RECORDED DATA:
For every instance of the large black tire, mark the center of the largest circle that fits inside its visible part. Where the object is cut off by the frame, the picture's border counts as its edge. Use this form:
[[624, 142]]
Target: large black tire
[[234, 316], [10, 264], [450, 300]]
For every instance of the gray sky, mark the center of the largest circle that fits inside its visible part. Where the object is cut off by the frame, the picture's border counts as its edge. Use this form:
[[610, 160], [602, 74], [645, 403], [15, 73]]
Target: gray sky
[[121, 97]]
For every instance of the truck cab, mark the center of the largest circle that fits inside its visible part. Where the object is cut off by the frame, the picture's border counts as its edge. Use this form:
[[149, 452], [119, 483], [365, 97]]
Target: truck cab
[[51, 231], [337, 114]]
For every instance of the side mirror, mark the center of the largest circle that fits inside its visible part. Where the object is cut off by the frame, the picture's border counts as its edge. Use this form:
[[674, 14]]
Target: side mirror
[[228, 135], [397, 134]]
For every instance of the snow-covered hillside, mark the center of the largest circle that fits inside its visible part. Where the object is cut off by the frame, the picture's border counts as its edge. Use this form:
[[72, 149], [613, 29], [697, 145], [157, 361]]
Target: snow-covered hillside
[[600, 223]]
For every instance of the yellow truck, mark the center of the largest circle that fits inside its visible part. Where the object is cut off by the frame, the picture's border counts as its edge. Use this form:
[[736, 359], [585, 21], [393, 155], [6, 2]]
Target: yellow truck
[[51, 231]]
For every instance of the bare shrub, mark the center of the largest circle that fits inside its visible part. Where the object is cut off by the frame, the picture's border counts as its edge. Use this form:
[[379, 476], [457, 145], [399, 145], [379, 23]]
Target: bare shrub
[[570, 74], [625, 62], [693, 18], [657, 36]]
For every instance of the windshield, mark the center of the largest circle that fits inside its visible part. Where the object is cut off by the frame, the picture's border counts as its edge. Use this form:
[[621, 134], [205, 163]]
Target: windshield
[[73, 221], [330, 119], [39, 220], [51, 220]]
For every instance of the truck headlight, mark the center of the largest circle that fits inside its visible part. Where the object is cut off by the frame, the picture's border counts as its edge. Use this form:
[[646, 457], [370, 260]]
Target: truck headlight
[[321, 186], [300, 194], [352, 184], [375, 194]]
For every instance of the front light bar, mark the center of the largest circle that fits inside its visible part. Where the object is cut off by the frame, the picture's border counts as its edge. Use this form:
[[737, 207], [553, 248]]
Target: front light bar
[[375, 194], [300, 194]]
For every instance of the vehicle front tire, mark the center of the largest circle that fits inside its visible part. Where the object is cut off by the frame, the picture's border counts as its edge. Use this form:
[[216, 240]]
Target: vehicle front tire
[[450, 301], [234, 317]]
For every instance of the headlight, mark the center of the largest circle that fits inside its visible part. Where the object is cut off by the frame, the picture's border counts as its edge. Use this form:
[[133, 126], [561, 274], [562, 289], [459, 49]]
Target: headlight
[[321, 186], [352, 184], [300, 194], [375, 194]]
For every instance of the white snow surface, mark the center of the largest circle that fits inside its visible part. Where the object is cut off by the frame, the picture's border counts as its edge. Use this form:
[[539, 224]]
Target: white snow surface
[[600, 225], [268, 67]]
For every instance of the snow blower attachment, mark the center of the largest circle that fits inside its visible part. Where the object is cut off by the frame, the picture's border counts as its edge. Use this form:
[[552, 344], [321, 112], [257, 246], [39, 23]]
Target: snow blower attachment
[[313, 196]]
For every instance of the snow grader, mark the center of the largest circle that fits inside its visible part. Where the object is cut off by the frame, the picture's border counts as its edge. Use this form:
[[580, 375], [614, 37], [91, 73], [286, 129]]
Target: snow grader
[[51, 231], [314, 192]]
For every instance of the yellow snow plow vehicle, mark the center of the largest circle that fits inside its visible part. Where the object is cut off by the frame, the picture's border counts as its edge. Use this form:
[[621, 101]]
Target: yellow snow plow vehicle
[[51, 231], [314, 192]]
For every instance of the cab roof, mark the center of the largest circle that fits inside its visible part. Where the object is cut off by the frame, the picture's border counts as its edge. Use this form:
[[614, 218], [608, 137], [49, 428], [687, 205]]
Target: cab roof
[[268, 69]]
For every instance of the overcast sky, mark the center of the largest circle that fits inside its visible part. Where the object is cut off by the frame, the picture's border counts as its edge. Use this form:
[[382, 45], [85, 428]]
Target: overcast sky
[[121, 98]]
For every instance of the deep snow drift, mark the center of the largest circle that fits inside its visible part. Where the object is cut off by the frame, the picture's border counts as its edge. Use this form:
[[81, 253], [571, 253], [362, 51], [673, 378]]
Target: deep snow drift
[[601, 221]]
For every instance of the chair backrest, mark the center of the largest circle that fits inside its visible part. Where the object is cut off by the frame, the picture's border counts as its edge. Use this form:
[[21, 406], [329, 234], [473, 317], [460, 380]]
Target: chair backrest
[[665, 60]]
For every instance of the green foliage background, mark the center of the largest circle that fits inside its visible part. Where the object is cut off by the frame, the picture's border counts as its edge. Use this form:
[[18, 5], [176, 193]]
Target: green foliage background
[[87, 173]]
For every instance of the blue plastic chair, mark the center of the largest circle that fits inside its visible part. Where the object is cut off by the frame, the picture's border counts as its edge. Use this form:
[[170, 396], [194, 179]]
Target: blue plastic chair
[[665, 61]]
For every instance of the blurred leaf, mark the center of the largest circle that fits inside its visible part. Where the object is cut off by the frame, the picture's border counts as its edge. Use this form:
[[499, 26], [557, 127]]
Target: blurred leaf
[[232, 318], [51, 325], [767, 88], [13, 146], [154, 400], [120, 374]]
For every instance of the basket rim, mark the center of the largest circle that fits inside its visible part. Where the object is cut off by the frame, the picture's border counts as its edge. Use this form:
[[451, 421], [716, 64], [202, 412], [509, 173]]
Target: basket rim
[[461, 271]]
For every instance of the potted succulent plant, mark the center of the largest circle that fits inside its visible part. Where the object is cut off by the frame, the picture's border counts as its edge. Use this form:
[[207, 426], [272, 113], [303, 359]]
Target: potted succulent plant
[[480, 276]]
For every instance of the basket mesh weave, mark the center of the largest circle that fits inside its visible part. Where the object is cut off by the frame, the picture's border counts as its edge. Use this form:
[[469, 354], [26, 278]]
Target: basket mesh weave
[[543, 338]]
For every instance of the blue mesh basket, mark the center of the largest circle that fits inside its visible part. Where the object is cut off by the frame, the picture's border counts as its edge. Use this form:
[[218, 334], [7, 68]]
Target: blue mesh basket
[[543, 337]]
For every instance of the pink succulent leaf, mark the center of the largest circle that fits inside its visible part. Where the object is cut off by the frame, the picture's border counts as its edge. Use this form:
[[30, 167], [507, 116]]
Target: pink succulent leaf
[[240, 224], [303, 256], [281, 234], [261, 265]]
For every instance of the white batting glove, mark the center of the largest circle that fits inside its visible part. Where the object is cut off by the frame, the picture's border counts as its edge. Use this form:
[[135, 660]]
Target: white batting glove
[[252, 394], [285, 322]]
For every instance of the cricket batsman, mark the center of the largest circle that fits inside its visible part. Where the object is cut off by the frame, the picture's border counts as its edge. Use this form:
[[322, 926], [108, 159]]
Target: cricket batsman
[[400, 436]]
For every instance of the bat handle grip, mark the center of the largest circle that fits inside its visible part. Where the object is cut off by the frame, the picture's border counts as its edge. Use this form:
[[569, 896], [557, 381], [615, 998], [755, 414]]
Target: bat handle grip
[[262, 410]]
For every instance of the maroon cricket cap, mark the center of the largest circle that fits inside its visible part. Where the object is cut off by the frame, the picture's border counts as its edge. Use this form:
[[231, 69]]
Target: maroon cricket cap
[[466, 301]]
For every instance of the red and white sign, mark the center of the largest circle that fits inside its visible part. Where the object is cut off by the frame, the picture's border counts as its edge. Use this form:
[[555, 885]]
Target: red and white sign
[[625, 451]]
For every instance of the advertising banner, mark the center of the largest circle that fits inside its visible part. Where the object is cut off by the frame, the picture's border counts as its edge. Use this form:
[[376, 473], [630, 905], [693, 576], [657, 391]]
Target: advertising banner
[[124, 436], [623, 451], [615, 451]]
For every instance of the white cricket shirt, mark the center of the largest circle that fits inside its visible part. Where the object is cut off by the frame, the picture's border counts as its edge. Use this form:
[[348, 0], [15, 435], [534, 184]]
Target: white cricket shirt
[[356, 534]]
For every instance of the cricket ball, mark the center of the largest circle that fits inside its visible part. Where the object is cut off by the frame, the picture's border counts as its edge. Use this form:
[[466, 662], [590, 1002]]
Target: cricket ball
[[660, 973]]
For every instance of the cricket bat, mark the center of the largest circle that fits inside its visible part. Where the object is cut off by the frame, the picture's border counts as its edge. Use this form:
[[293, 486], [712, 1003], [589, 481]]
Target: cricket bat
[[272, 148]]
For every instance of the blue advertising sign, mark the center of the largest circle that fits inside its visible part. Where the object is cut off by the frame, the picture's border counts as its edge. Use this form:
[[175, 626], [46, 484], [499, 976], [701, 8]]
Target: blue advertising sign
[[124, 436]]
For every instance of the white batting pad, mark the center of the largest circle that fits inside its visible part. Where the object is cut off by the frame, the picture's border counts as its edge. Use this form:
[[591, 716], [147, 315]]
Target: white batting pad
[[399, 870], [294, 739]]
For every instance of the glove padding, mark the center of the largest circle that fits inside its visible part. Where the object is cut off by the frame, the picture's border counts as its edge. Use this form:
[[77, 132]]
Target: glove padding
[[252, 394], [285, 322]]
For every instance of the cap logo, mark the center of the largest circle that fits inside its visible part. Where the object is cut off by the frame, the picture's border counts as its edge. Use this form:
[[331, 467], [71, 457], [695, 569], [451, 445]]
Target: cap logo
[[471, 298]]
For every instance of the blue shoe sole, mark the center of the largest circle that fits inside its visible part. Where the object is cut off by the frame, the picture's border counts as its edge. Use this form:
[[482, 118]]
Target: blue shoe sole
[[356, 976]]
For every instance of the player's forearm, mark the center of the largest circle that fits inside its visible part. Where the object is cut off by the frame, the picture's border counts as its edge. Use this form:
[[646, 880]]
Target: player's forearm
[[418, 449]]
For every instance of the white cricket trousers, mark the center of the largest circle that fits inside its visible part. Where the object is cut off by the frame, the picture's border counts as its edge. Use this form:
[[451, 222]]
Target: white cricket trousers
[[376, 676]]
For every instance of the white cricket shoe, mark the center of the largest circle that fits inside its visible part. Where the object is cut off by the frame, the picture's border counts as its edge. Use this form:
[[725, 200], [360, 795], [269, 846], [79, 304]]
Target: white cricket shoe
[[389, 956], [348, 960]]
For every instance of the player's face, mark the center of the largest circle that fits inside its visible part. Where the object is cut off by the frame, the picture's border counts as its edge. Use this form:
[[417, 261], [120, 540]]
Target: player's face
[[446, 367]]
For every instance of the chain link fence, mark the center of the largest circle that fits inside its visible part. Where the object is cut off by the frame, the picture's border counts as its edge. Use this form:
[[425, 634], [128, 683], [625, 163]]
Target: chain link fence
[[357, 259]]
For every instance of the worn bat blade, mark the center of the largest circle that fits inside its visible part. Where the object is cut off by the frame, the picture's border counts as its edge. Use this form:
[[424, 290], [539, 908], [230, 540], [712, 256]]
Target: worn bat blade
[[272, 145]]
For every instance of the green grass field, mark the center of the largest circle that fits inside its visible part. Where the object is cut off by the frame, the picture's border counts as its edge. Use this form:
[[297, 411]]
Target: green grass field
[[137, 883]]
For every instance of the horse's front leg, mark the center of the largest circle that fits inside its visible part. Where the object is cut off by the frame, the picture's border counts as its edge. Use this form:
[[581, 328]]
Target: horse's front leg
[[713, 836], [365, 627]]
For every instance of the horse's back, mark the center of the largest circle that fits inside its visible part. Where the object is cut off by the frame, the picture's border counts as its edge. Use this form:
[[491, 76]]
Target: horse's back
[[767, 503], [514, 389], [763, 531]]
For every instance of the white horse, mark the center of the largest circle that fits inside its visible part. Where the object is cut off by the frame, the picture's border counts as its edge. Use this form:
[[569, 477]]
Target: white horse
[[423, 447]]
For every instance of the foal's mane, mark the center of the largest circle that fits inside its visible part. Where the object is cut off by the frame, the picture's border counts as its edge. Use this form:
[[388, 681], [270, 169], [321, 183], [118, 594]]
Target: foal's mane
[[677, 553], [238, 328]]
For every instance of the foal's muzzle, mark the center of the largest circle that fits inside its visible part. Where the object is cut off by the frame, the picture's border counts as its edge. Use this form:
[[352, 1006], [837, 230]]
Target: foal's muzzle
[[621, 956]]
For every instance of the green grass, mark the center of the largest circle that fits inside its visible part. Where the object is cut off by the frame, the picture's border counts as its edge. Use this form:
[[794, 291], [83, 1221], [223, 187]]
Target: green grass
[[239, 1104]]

WHAT IS REQUIRED: Could you reproduce the items word for word, starting at the line that contains "For every instance of the cricket batsman, mark" and ending at the line that contains "[[660, 973]]", with both of those lines included?

TASK RESULT:
For every instance of the cricket batsman, mark the center of the largest circle that fits inside its visible part. Where the object is cut off by the frame, the picture's border counts as its edge. Use this form:
[[322, 926], [108, 159]]
Target: cricket batsman
[[400, 436]]
For every instance of the bat handle grip, mark the center of the largest circle that fits inside its visible part. Where the object is cut off by the frame, the picture's border counts as its edge. Use this form:
[[569, 896], [557, 381], [615, 998], [755, 414]]
Target: bat handle grip
[[262, 410]]
For every instance of the maroon cricket cap, mark the center of the largest circle that fits inside its visible part. Where the object is cut off by the frame, the picture's border counts as its edge. Use this form:
[[231, 69]]
Target: maroon cricket cap
[[466, 301]]
For every instance of the red and white sign, mark the center of the largest circle that fits inside its visible part. Where the object is cut off by the frame, the picture's border counts as its edge. Use this form:
[[555, 885]]
Target: red and white sign
[[625, 451]]
For every instance of the advertising banner, mark the center of the largest circle that fits inside its visible part. Where the object is cut off by the frame, the picture's border counts as its edge. Use this form:
[[376, 473], [630, 905], [693, 576], [657, 391]]
Target: advertising banner
[[124, 436], [623, 451], [615, 451]]
For every instance of the white cricket shirt, mark the center of the largest circle that fits inside its visible part. Where the object is cut off by the frame, the picture's border counts as its edge. Use this form:
[[348, 0], [15, 435], [534, 184]]
Target: white cricket shirt
[[356, 534]]
For every instance of the cricket ball, mark the center of the largest circle that fits inside its visible part. Where the object is cut off by the frame, the picture's border counts as its edge. Use this form:
[[466, 662], [590, 1002]]
Target: cricket ball
[[660, 973]]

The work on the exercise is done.